Source material:

☆ ☆ ☆ ☆

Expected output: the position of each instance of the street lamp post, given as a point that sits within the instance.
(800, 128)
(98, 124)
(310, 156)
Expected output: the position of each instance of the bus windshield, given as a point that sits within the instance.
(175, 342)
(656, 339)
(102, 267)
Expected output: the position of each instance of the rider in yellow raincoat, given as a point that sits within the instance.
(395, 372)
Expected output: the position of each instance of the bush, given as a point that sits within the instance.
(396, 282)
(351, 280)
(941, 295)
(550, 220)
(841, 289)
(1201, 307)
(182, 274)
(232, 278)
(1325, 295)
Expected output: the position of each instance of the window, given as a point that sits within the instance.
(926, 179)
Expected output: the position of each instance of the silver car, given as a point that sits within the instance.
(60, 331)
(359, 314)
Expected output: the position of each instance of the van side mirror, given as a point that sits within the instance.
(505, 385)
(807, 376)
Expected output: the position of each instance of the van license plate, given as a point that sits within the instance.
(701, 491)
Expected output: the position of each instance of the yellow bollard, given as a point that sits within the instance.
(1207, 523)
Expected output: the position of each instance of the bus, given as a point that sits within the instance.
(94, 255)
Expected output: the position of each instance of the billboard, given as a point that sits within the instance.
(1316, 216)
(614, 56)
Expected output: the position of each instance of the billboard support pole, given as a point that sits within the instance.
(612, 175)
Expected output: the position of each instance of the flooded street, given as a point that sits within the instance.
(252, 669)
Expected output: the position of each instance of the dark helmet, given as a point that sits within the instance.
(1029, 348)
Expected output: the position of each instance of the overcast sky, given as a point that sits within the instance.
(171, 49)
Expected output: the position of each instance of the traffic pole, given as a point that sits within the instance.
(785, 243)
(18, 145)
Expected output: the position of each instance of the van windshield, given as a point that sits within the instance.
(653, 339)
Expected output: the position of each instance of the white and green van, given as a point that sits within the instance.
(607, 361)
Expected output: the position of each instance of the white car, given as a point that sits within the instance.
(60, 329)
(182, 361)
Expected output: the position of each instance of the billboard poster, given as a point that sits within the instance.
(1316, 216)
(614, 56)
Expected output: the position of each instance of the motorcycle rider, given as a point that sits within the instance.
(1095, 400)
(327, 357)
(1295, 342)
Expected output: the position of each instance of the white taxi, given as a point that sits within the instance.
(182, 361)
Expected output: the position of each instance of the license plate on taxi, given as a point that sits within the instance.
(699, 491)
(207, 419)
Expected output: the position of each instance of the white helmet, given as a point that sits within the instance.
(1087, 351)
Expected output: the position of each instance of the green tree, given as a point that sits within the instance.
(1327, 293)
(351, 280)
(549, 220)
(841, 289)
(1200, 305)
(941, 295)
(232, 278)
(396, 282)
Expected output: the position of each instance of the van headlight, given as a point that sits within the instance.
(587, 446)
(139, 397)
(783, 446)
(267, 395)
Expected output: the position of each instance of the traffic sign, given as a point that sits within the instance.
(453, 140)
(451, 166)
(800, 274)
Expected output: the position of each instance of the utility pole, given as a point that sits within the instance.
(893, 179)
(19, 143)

☆ ☆ ☆ ☆

What is asked:
Repeat word for word the records from the line holding "Expected output: the position of each instance of the utility" through the last line of the records, both ends included.

Written solution:
Expected output: the position of each instance of the utility pole, given as a point that sits within the instance.
(893, 179)
(19, 143)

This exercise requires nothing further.